= DIRECTIVES =
A – Decide whether each statement below agrees with the pace-of-play article, answering yes or no and quoting the article's deciding words exactly: (i) The committee plans to film its instructional video in June. (ii) The committee's goal is to penalize golfers for slow play. (iii) The committee has always held its meetings face-to-face.
B – Reproduce everything in the pace-of-play article from "The need for" down to "the next shot.".
C – Go on with the pace-of-play article, starting after its final sentence.

= TEXT PASSAGE =
┌──

A total of 108 girls golfers competed in the regional at The Legends, with play extending from the 8:30 a.m. first tee times (holes Nos. 1 and 10) to the final tee time at 10:50 a.m. The rounds lasted anywhere from five and a half to six hours, Roncalli athletics director David Lauck said.
“The pace of play has to do with the wide disparity and range of players at the sectional and regional level more than anything else, in my opinion,” Lauck said.
The pace of play committee attempts to meet at least once a month.
Initially, members engaged in telephone conferences. More recently, they’ve met face-to-face at the IHSAA offices in Indianapolis.
Kaufman, who oversees girls and boys golf for the IHSAA, is confident the committee can and will make golf more attractive to players and spectators alike.
“One of the things Ted was taken aback by was the slow pace of play, how long it took people to move through during the tournament,” Kaufman said. “Truthfully, it is an issue in all levels of both genders.
“Pace of play has slowed down so much that it is becoming an issue, especially for golf proprietors because you tie up their course longer.”
This, in turn, limits course availability for members as well as nonmembers prepared to pay greens fees for 9 or 18 holes.
The need for such a committee raises the obvious question — why has play slowed down?
A popular response is the time required for some golfers to go through his or her entire pre-shot routine. This can include the number of practice swings being taken to misguided etiquette to excessive walks to and from one’s golf bag to select the proper golf club.
The fact that some high school golfers work with their own swing coach during the season and in the offseason could result in overthinking the next shot.
“Kids’ pre-shot routines, they seem to get longer and longer. It’s like a free-throw shooter in basketball. They have their routine,” Center Grove boys coach Matt Rodman said. “I know from my experiences of playing golf where you would take one or two practice swings and then come up and hit.
“Now kids are actually thinking about it. They’re planning in advance, ‘Where do I want my second shot to be?’ But any athlete overthinks their sport sometimes.”
The pace of play committee plans to film a 20-minute instructional video in June on how to speed up rounds of golf at the high school level. It will attempt to educate in areas such as awareness (walking directly to one’s ball), pre-shot routine, putting green procedures and equipment management.
A video will be sent to every girls and boys high school coach in Indiana by late July. It will be mandatory for each coach to show the video to each of the members in his or her program before the golf season begins.
The upcoming girls high school season, scheduled to begin in July for the majority of programs, is the first opportunity to demonstrate improvements that hopefully lead to faster rounds of golf.
Committee member Ryan Lambert, former assistant executive director of the IGA/PGA, said the goal isn’t to penalize golfers for slow play, but to educate young players so that the problem eventually decreases or goes away altogether.
The committee also will work with high school administrators who host regular-season tournaments on how to run a more efficient event. Potential solutions include the number of teams invited, the manner in which tee times are spread out and the way a course is set up with tee markers and pin placements.

└──

= STORED ROWS =
┌──

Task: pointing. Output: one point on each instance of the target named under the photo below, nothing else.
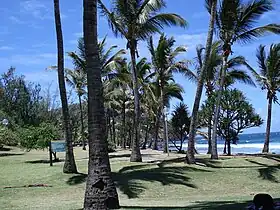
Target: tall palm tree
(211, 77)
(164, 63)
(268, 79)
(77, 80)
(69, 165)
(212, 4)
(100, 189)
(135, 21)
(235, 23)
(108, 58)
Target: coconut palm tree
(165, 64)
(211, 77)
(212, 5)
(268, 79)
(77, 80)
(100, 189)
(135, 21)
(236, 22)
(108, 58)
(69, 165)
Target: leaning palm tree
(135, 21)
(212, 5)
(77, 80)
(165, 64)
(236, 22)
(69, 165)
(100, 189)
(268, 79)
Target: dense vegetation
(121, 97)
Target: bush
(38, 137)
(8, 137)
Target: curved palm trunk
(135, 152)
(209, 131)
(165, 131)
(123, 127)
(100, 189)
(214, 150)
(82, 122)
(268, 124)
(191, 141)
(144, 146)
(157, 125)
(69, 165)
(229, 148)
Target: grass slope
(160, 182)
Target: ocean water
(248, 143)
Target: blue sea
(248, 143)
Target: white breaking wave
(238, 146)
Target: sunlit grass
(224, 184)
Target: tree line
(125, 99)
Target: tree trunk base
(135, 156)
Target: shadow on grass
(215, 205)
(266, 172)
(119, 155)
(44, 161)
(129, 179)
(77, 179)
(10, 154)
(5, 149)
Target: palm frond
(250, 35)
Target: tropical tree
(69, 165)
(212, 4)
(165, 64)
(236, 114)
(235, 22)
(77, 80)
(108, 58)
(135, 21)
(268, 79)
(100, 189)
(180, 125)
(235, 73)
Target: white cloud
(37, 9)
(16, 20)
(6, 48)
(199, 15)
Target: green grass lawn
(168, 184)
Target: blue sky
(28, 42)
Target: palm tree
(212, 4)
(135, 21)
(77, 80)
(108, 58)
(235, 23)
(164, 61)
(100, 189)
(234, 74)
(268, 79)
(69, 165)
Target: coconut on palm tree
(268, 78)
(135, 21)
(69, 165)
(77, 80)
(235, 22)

└──

= EXPECTED RESULTS =
A –
(i) Yes: "The pace of play committee plans to film a 20-minute instructional video in June"
(ii) No: "the goal isn’t to penalize golfers for slow play"
(iii) No: "Initially, members engaged in telephone conferences."

B –
The need for such a committee raises the obvious question — why has play slowed down?
A popular response is the time required for some golfers to go through his or her entire pre-shot routine. This can include the number of practice swings being taken to misguided etiquette to excessive walks to and from one’s golf bag to select the proper golf club.
The fact that some high school golfers work with their own swing coach during the season and in the offseason could result in overthinking the next shot.

C –
One way pace of play might improve in the postseason is to create one or two additional regionals with fewer individual qualifiers at each site. There are currently five regionals with 18 teams (90 players) and 18 individuals at each.
Kaufman said he thinks educating high school golfers will improve the quality of postseason competition and potentially make the sport more popular.
“I think there’s a feeling out there amongst golfers that if I play too fast, I’m not going to play well, which is probably counter to what is actually the truth,” Kaufman said.
“I think you’re going to see kids have more interest once they start to learn to play a little quicker. They’re going to realize the benefits of playing quicker. But, also, they’re not going to have to devote an entire day to go out and play a round of golf.”
Bishop’s concern as it relates to young players is they’ll believe five to six hours are typically required to complete 18-hole rounds of golf based on their own junior league or high school experiences.
Believing this, will the person choose to continue golfing into their adult years? Or will it become too difficult to fit golf into hectic schedules that include job and family responsibilities?
“On top of that, when these same kids who’ve got these pre-shot routines and are taking that amount of time to play, what are they going to do, just flip a switch when they become adults and suddenly become four-hour players?” Bishop said.
“As a busy public golf course, if my adults come out here and it takes more than four hours and fifteen minutes to play an 18-hole round of golf, they think it’s a death march. If our juniors played in that time they would think it’s a track meet.”
Ted Bishop, executive director of The Legends Golf Club
Bobby Cox, IHSAA commissioner
Mike David, executive director of the IGA/PGA
John Hatter, president of Indiana High School Golf Coaches Association
Ryan Lambert, former assistant executive director of the IGA/PGA
Chris Kaufman, IHSAA assistant commissioner
Tony Pancake, president of the Indiana PGA
Hunki Yun, USGA director of strategic projects
Golf courses taking part in the IHSAA-approved pace of play pilot program are implementing prorated golf scores starting this boys golf season for dual matches. The program is designed to encourage faster play during high school events.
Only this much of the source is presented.